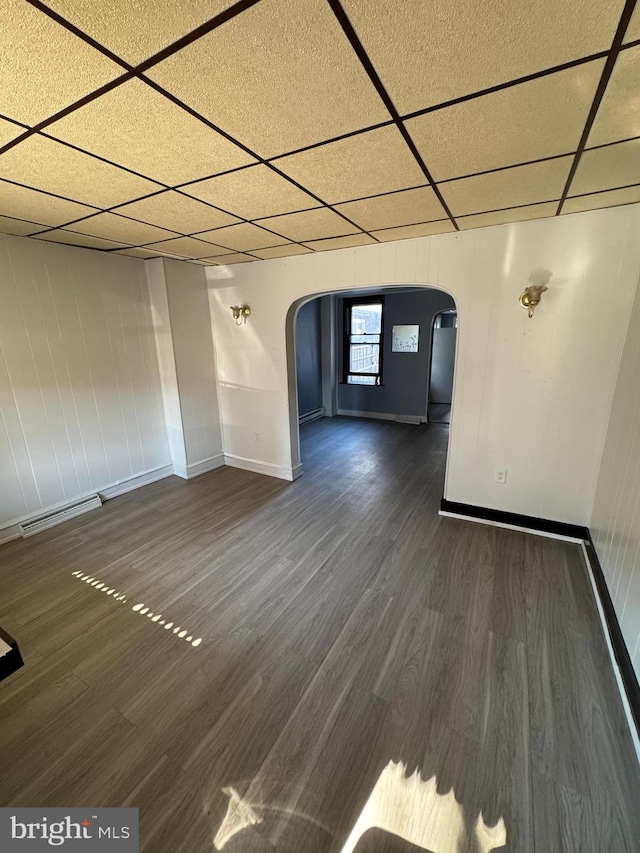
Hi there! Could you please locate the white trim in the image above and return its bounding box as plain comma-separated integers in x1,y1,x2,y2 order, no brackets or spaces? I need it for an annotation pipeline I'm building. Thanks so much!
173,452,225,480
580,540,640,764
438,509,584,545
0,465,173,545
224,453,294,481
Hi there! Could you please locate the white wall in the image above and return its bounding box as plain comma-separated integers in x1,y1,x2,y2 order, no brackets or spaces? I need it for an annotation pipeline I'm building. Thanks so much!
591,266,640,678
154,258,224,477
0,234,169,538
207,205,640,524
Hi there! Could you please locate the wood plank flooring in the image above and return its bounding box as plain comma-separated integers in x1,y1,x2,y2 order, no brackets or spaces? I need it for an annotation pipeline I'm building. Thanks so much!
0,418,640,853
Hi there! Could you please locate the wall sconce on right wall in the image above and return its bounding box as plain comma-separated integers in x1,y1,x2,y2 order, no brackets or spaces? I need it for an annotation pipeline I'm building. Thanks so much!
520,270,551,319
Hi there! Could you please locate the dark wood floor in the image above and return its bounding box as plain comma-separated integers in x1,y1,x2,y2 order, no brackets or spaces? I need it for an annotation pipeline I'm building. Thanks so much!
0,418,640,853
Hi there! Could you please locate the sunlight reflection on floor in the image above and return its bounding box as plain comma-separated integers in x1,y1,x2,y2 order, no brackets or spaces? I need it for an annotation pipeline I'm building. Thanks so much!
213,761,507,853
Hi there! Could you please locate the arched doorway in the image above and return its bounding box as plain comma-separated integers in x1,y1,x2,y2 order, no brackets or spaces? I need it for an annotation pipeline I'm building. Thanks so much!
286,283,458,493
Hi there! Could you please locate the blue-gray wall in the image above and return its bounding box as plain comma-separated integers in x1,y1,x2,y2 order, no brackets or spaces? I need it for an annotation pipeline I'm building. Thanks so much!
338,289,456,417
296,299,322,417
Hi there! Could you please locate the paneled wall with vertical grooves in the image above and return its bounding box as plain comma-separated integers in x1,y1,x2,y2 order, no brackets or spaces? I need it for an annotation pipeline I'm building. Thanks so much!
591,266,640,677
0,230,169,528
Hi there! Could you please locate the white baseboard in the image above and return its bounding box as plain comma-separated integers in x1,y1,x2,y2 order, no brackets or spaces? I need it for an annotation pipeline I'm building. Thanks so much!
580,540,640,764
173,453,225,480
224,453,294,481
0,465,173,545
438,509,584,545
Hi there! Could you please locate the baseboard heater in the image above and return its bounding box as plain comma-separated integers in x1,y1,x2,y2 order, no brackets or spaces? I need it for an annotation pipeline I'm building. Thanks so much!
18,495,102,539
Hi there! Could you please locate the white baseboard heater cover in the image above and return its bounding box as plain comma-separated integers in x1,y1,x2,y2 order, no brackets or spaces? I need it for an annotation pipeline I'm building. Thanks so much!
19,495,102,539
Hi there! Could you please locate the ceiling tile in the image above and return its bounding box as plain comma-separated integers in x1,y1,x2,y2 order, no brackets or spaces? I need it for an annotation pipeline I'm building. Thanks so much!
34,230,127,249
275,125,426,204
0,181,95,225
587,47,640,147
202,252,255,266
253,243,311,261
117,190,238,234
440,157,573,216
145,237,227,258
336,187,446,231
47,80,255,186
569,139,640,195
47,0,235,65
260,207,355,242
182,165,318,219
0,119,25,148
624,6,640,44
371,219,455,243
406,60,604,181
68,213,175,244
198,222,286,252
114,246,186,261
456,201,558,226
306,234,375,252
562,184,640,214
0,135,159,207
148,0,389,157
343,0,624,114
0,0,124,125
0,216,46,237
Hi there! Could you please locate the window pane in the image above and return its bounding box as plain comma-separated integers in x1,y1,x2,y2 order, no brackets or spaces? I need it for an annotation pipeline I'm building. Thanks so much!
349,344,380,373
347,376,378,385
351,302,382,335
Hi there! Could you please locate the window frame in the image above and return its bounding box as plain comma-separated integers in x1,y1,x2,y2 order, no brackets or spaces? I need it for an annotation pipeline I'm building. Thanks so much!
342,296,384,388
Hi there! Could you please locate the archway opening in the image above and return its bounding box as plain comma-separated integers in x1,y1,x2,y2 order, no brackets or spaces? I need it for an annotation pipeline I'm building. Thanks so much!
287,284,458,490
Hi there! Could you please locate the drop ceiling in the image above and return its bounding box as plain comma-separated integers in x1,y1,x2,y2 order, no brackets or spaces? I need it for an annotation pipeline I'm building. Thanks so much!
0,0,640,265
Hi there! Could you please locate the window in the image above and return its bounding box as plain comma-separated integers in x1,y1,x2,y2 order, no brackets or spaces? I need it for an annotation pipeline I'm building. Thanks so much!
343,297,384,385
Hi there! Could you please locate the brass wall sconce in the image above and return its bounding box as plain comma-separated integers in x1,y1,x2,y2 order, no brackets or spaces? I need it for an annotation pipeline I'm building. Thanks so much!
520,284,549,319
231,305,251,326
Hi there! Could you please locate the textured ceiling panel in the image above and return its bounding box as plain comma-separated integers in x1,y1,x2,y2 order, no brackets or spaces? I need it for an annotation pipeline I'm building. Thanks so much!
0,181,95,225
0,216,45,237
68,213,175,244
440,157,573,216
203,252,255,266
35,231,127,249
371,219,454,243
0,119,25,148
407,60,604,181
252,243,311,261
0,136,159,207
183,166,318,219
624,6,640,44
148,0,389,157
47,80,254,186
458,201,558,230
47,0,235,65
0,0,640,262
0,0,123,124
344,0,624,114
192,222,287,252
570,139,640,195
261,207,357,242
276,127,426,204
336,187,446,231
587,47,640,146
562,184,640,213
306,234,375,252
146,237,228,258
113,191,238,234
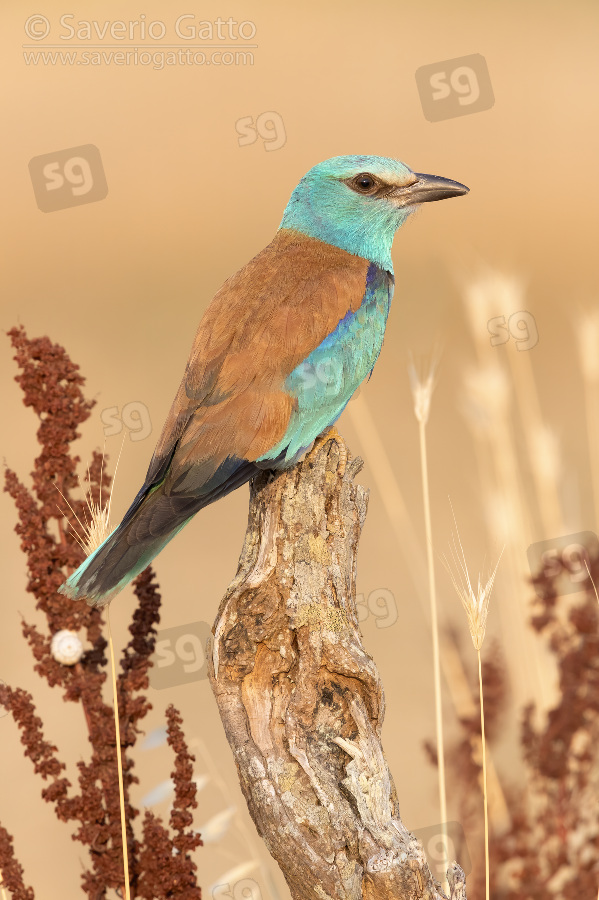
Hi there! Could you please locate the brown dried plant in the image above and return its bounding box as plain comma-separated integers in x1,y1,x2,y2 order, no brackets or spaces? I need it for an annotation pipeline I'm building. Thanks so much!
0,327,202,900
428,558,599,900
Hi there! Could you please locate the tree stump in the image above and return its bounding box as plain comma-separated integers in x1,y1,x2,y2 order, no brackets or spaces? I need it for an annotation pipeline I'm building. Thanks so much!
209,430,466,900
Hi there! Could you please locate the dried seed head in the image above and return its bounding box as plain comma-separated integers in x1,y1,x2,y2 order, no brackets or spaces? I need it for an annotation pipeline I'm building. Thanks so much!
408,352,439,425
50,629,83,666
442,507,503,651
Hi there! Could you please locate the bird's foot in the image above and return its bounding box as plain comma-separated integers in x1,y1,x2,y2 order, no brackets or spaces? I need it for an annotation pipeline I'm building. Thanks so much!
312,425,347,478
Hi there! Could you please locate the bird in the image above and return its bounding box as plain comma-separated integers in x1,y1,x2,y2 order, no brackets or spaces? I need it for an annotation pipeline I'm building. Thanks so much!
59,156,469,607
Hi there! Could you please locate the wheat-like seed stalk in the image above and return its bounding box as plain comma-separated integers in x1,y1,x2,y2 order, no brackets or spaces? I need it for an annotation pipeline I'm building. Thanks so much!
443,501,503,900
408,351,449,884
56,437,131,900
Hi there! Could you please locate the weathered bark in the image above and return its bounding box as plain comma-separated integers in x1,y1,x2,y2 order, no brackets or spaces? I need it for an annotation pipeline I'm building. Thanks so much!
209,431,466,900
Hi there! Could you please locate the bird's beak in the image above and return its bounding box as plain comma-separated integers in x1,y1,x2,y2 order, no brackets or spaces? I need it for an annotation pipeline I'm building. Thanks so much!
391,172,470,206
* * * *
Rewrite all of the material above as a numbered list, one line per item, omitting any blank lines. Leave the pictures out of your answer.

FULL ANSWER:
1. Hi there! Could you please locate the white trim in the image above and return its bounding box as plain comma-separated integers in x1,y1,x2,y2 order, no brackets or spaces? I need it for an annotation pipeline I'm building. Thanks so much!
2. 173,452,225,480
3. 580,540,640,764
4. 438,509,584,545
5. 0,465,173,545
6. 224,453,294,481
7. Hi there! Could you please locate the white wall in the image above and return its bounding box as plain comma-separated integers in x1,y1,x2,y2 order, no brackets or spaces? I need it for an annotation pipeline I'm building. Thanks so much!
8. 591,266,640,678
9. 154,258,224,477
10. 0,234,169,538
11. 207,205,640,524
12. Hi there! Could you please locate the wood plank flooring in the image above and return its bounding box as plain comma-separated integers in x1,y1,x2,y2 order, no brackets or spaces? I need it for an annotation pipeline I'm building. Thanks so much!
13. 0,418,640,853
14. Hi there! Could you please locate the wall sconce on right wall in the image above and return its bounding box as plain comma-separated integers in x1,y1,x2,y2 order, no brackets or spaces? I need it for an annotation pipeline I'm building. Thanks so much!
15. 520,270,551,319
16. Hi there! Could you please locate the dark wood floor in the image above and return its bounding box as plain comma-separated integers in x1,y1,x2,y2 order, no brackets or spaces? I need it for an annotation pipeline I'm building. Thanks so much!
17. 0,418,640,853
18. Hi there! Could you please locate the sunlight reflection on floor in the image above and return its bounding box as plain comma-separated integers in x1,y1,x2,y2 order, no brackets or spaces? I need it for an annotation pipeline I'm building. Thanks so much!
19. 213,761,507,853
20. Hi there! Could you please locate the arched doorway in the image above and return its bounding box as plain comma-separated integers in x1,y1,x2,y2 order, no brackets or spaces? I need it for an annotation pipeline I'm building. Thanks so much!
21. 286,283,458,493
22. Hi there! Could you please locate the blue-gray wall in the image above and return its bounding box as plain comma-separated integers in x1,y1,x2,y2 order, no brackets or spaces? I need it for an annotation pipeline I'm building. Thanks so much!
23. 338,289,456,417
24. 296,299,322,417
25. Hi there! Could you please locate the paneled wall with vertical grooves in the image above and return its bounding box as plain comma-separated integers in x1,y1,x2,y2 order, no brackets or spaces? I need it for an annotation pipeline I'm building. Thanks so much!
26. 591,266,640,677
27. 0,230,169,528
28. Hi there! Could you please locate the white baseboard in the image above and return its bounding box as plain comma-separated integers in x1,y1,x2,y2 order, no brackets or spaces? I need it for an annotation pipeline I'm building. Thanks so much!
29. 580,540,640,764
30. 173,453,225,480
31. 224,453,294,481
32. 0,465,173,545
33. 438,509,584,545
34. Hi there! Could you please locate the baseboard heater in the image above and return its bounding box as plain comma-separated integers in x1,y1,x2,y2 order, no brackets or spaces? I need it for an annotation pipeline I'm building. Thanks so much!
35. 18,495,102,539
36. Hi there! Could you please locate the white baseboard heater cover in the image above and return its bounding box as plain comma-separated integers in x1,y1,x2,y2 order, no brackets or spaces? I need it for an annotation pipeline I'm building. Thanks so much!
37. 19,495,102,539
38. Hi there! Could you please locate the ceiling tile in the image above and return its bounding box as plain comma-separated integers in x1,y1,x2,y2 order, no brackets or spaces? I need it for an annotation pipeline I'm building. Thanks so much!
39. 34,230,127,249
40. 275,125,426,204
41. 0,181,95,225
42. 587,47,640,147
43. 202,252,255,266
44. 253,243,311,261
45. 117,190,238,234
46. 440,157,573,216
47. 145,237,227,258
48. 336,187,446,231
49. 47,80,255,186
50. 569,139,640,195
51. 47,0,235,65
52. 260,207,355,242
53. 182,165,318,219
54. 0,119,25,148
55. 624,6,640,44
56. 371,219,455,243
57. 406,60,604,181
58. 68,213,175,244
59. 198,222,286,252
60. 114,246,186,261
61. 456,201,558,226
62. 306,234,375,252
63. 562,184,640,214
64. 0,135,159,207
65. 148,0,389,157
66. 343,0,624,114
67. 0,0,124,125
68. 0,216,46,237
69. Hi there! Could you please locate the window pane in the image above and return its bounding box as plain comma-separated integers in x1,y1,x2,y2 order, no brackets or spaces? I need it for an annotation pipeline I'm building. Thanks so much!
70. 349,344,380,373
71. 347,376,378,385
72. 351,302,382,335
73. Hi there! Could you please locate the window frame in the image above and return its bounding box as plain comma-separated integers in x1,y1,x2,y2 order, no brackets or spaces? I need it for an annotation pipeline I'm building. Thanks so much!
74. 342,296,384,388
75. Hi there! Could you please locate the archway opening in the image above and return its bounding box as plain comma-separated integers in x1,y1,x2,y2 order, no brackets or spaces? I need it for an annotation pipeline I'm building. Thanks so much!
76. 287,284,458,490
77. Hi there! Could you please locate the drop ceiling in the image above and return its bounding box as plain comma-separated integers in x1,y1,x2,y2 order, no brackets or spaces? I need it for an annotation pipeline I'm building. Thanks so much!
78. 0,0,640,265
79. Hi there! Could you please locate the window in the image above and return its bounding box as plain comma-separated integers in x1,y1,x2,y2 order, no brackets or spaces? I need it for an annotation pipeline I'm building. Thanks so much!
80. 343,297,384,385
81. Hi there! Could you please locate the brass wall sconce in the image above and return its bounding box as plain comma-separated integers in x1,y1,x2,y2 order, no brackets or spaces? I need it for an annotation pipeline I'm building. Thanks so much!
82. 520,284,549,319
83. 231,305,251,326
84. Hi there! Could you please locate the textured ceiling panel in the image above and return its bounding box as plain comma-separated integers in x1,y1,x2,y2 order, no brackets or spaces? I need it for an annotation pipeline I'm building. Thanks so much!
85. 0,181,95,225
86. 0,216,45,237
87. 68,213,175,244
88. 440,157,573,216
89. 203,252,255,266
90. 35,231,127,249
91. 371,219,454,243
92. 0,119,25,148
93. 407,60,604,181
94. 252,243,311,261
95. 0,136,159,207
96. 183,166,318,219
97. 624,6,640,44
98. 148,0,389,157
99. 47,80,254,186
100. 458,201,558,230
101. 47,0,235,65
102. 0,0,640,262
103. 0,0,123,124
104. 344,0,624,114
105. 192,222,287,252
106. 570,139,640,195
107. 261,207,357,242
108. 276,127,426,204
109. 336,187,446,231
110. 587,47,640,146
111. 562,184,640,213
112. 306,234,375,252
113. 146,237,228,258
114. 113,191,238,234
115. Hi there! Could you please locate the brown dried plant in the image above and return its bounding box as plain comma-separated integers in x1,y1,x2,y2 order, no brackets or spaces? I need it for an annotation pipeline I'm building. Thanks so much!
116. 0,327,202,900
117. 428,558,599,900
118. Hi there! Could you please locate the tree stump in the image above and return its bounding box as plain comma-separated integers in x1,y1,x2,y2 order, no brackets or spaces? I need it for an annotation pipeline I'm building. Thanks so much!
119. 209,430,466,900
120. Hi there! Could you please locate the dried seed head in the image above and return its bounding box as plain comma-separated integers in x1,y1,x2,y2 order, no brackets or spaces? I need it for an annotation pipeline I'm building. Thanks so much!
121. 408,352,439,425
122. 50,629,83,666
123. 442,507,503,651
124. Hi there! Could you please locate the bird's foot in the image above and return its bounding box as plain comma-separated integers in x1,y1,x2,y2 order, no brackets or spaces? I need it for an annotation pipeline I'm building. Thanks so much!
125. 312,425,347,478
126. Hi there! Could you please locate the bird in the image above and return its bounding box as plain comma-separated integers in x1,y1,x2,y2 order, no brackets or spaces? I need it for an annotation pipeline I'm building. Thanks so much!
127. 59,156,469,607
128. Hi there! Could you please locate the wheat-like seed stalk in the image above and return its bounding box as plain comma-separated integers in x1,y1,x2,y2 order, no brackets or spaces? I need it for an annotation pipeline I'm building. Thanks so much!
129. 443,501,503,900
130. 408,351,449,884
131. 56,437,131,900
132. Hi there! Could you please locate the weathered bark in the image above and return its bounding box as plain comma-separated integers in x1,y1,x2,y2 order, no brackets or spaces? I need it for an annotation pipeline I'm building. Thanks so much!
133. 209,431,466,900
134. Hi there! Could you please locate the bird's beak in the image above and return its bounding box as plain comma-separated integers in x1,y1,x2,y2 order, no brackets or spaces? I need it for an annotation pipeline I'm building. Thanks so much!
135. 391,172,470,206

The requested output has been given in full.